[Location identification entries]
----
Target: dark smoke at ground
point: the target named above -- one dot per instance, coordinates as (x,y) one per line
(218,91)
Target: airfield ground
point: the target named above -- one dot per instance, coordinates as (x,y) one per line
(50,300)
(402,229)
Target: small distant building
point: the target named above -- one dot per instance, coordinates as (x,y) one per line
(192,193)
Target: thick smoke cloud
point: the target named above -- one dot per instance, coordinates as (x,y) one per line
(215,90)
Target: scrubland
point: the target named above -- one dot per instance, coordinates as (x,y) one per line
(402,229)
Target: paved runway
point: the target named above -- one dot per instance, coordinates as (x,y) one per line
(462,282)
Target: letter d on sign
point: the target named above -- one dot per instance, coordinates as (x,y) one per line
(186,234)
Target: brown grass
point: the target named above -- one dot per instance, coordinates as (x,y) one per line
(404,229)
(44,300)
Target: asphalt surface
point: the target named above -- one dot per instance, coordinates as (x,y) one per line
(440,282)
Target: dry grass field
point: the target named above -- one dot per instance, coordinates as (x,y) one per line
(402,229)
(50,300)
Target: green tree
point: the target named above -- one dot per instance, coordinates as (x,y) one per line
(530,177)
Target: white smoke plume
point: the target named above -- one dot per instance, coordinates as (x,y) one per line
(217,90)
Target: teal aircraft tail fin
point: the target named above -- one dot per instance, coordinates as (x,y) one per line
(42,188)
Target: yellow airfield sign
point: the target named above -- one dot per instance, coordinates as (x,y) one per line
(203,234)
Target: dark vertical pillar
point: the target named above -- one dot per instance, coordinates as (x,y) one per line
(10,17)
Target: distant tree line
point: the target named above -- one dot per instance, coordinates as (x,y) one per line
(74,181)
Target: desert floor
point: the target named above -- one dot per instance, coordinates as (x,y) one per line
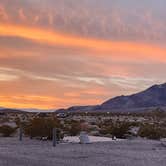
(114,153)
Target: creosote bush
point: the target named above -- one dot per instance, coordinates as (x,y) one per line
(152,131)
(7,131)
(41,127)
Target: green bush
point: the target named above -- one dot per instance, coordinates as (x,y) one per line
(118,129)
(41,127)
(152,131)
(7,131)
(74,128)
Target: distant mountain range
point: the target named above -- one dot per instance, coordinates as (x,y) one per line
(152,97)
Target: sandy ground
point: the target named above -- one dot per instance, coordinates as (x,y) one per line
(115,153)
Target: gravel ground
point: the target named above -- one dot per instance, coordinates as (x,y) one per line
(118,153)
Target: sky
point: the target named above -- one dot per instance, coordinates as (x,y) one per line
(60,53)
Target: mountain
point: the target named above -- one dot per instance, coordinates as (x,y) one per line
(152,97)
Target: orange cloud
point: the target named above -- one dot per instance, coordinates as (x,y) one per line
(131,49)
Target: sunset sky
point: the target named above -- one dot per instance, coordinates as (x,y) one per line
(60,53)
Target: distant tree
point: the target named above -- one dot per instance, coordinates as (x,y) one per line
(41,127)
(152,131)
(7,131)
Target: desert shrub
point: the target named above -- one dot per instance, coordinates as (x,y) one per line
(151,131)
(7,131)
(73,128)
(41,127)
(118,129)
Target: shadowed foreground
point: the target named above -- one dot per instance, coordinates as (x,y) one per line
(121,153)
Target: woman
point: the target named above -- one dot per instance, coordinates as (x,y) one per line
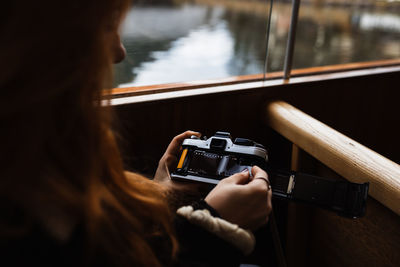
(65,198)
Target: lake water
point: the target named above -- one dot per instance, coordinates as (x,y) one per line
(223,38)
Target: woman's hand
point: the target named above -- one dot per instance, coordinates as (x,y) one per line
(243,200)
(169,161)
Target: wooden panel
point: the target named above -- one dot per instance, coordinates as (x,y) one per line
(350,159)
(153,89)
(321,238)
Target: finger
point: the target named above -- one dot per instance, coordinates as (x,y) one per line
(239,178)
(260,183)
(258,172)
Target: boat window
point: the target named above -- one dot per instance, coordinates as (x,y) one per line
(179,41)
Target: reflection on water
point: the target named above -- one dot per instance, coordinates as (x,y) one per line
(199,41)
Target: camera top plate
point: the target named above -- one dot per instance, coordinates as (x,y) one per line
(222,142)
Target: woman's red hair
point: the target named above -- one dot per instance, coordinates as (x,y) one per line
(57,148)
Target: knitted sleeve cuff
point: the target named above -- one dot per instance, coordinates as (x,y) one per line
(242,239)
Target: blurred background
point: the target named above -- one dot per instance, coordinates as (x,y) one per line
(189,40)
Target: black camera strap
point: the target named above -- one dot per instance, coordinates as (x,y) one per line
(346,198)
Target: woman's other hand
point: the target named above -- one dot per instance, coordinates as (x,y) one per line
(243,200)
(169,161)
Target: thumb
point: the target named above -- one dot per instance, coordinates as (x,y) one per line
(239,178)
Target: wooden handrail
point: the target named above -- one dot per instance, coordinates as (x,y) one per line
(345,156)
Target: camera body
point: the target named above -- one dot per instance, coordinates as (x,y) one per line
(210,160)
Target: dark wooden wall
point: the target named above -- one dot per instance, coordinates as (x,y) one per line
(363,108)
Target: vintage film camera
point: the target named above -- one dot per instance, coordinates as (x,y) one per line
(210,160)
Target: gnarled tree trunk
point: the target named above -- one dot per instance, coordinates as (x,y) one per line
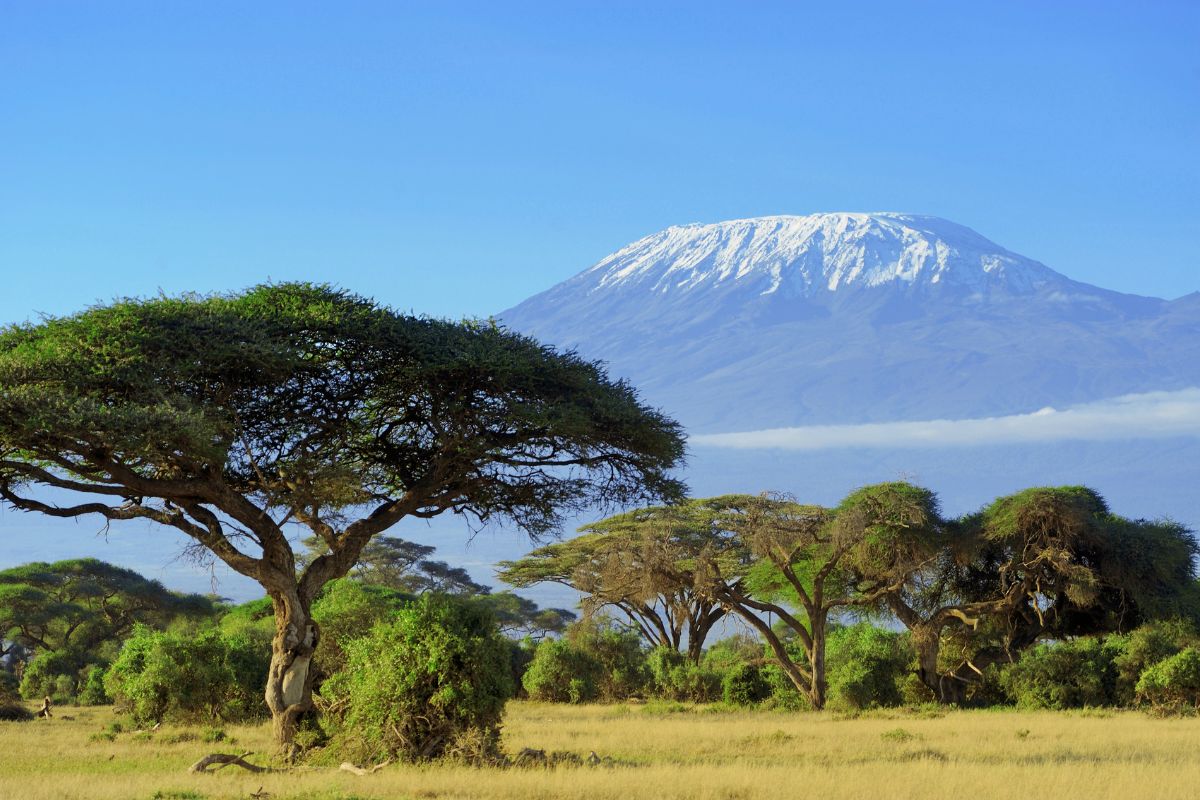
(291,674)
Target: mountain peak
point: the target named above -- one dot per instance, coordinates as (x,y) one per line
(816,253)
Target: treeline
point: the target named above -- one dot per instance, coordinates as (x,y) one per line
(1156,666)
(84,631)
(1042,599)
(1015,602)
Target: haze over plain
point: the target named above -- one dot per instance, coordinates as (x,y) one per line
(460,162)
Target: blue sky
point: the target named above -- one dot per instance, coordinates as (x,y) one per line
(454,158)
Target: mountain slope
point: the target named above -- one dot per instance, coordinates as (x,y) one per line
(857,317)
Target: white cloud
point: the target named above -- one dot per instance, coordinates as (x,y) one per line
(1132,416)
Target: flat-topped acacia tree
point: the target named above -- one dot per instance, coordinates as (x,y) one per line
(231,417)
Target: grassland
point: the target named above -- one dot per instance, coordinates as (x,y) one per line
(659,753)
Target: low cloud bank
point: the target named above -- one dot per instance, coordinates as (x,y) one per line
(1152,415)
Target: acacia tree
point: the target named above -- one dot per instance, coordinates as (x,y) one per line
(1039,564)
(769,559)
(607,565)
(228,417)
(82,603)
(400,564)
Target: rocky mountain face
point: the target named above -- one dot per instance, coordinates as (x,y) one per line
(841,318)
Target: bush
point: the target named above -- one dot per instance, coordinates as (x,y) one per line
(1173,684)
(619,654)
(732,651)
(431,683)
(9,687)
(1062,675)
(54,674)
(744,685)
(347,609)
(1137,651)
(15,713)
(676,678)
(189,677)
(561,672)
(867,667)
(93,692)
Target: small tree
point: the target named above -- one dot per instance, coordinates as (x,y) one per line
(606,564)
(432,680)
(1173,685)
(1043,563)
(229,417)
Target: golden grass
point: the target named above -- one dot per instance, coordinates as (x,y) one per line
(713,756)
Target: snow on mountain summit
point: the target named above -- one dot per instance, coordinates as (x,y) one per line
(820,252)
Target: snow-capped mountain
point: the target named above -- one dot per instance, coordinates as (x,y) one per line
(821,252)
(855,318)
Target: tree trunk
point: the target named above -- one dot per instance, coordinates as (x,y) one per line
(927,641)
(291,674)
(817,687)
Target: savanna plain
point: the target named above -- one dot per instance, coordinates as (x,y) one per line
(651,751)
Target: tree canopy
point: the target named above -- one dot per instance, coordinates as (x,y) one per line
(82,603)
(231,416)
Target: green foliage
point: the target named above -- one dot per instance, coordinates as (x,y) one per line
(619,654)
(346,611)
(868,666)
(424,685)
(82,606)
(10,686)
(744,685)
(1145,647)
(15,713)
(731,653)
(1173,684)
(1062,675)
(54,674)
(93,690)
(189,675)
(562,672)
(676,678)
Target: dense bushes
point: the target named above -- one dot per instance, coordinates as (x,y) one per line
(595,661)
(432,681)
(868,666)
(744,685)
(562,672)
(1062,675)
(1173,684)
(54,674)
(676,678)
(190,675)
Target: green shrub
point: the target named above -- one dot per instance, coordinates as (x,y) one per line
(732,651)
(54,674)
(10,687)
(562,673)
(15,713)
(1173,684)
(93,692)
(1062,675)
(867,667)
(1137,651)
(744,685)
(347,609)
(189,677)
(623,673)
(431,683)
(676,678)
----
§ What is expected
Locate the line that contains "Target: low cloud bank". Repeat it and every line after it, up to and including the final line, exactly.

§ Correct response
Target: low cloud bank
point: the target named above -- one dot per instance, coordinates as (x,y) one per line
(1152,415)
Target: acacia tree
point: the target named above -- one dot per instance, coordinates as (x,y) one per line
(1039,564)
(769,559)
(607,565)
(228,417)
(82,603)
(400,564)
Target: rocky mountain face
point: the target named above -- one dot per instance, coordinates as (x,y) one per line
(841,318)
Target: bush
point: the target named above -- one dot per instance, coordinates as (x,y) one per line
(1173,684)
(619,654)
(732,651)
(431,683)
(9,687)
(1062,675)
(54,674)
(744,685)
(347,609)
(1137,651)
(15,713)
(676,678)
(189,677)
(561,672)
(867,667)
(93,692)
Target: small tree
point: the target named above -- one dot per instance, coordinates as (x,y) one per line
(606,564)
(432,680)
(1173,685)
(1043,563)
(229,417)
Target: golden grass
point: the target named above -- one dot per instance, coordinates as (x,y) one per line
(713,756)
Target: snow on mountain summit
point: the target named above -- one dot per instance, coordinates as (x,y) one per line
(820,252)
Target: snow-capped mountain
point: the target named above -- one dot per instance, coordinates as (x,y) one per line
(821,252)
(855,318)
Target: tree trunk
point: the target named above -- one dot per instance, coordinates as (x,y) one per line
(927,641)
(291,674)
(817,687)
Target: savanna plain
point: the target named above -- one dot per instance, coordinates as (x,y) one per line
(651,751)
Target: tree canopy
point: the target named above -- one dot per instance, coordinates as (x,y) one per line
(82,603)
(231,416)
Target: green foliage
point: the target named above -- one dot per instance, coordinates as (x,y) one per line
(619,654)
(346,611)
(868,666)
(424,685)
(82,606)
(10,686)
(744,685)
(1145,647)
(15,713)
(731,653)
(1173,684)
(1062,675)
(54,674)
(93,690)
(189,675)
(562,672)
(676,678)
Target: dense bushes
point: the target named above -- one dot per instance, coordinates as (x,y) one per line
(595,661)
(432,681)
(868,666)
(744,685)
(562,672)
(1062,675)
(1173,684)
(54,674)
(676,678)
(190,675)
Target: green shrub
point: the target named above -- one dot per instance, coordinates as (x,y) one per line
(732,651)
(54,674)
(10,687)
(562,673)
(15,713)
(1173,684)
(93,692)
(1062,675)
(867,667)
(1137,651)
(744,685)
(347,609)
(189,677)
(623,673)
(431,683)
(676,678)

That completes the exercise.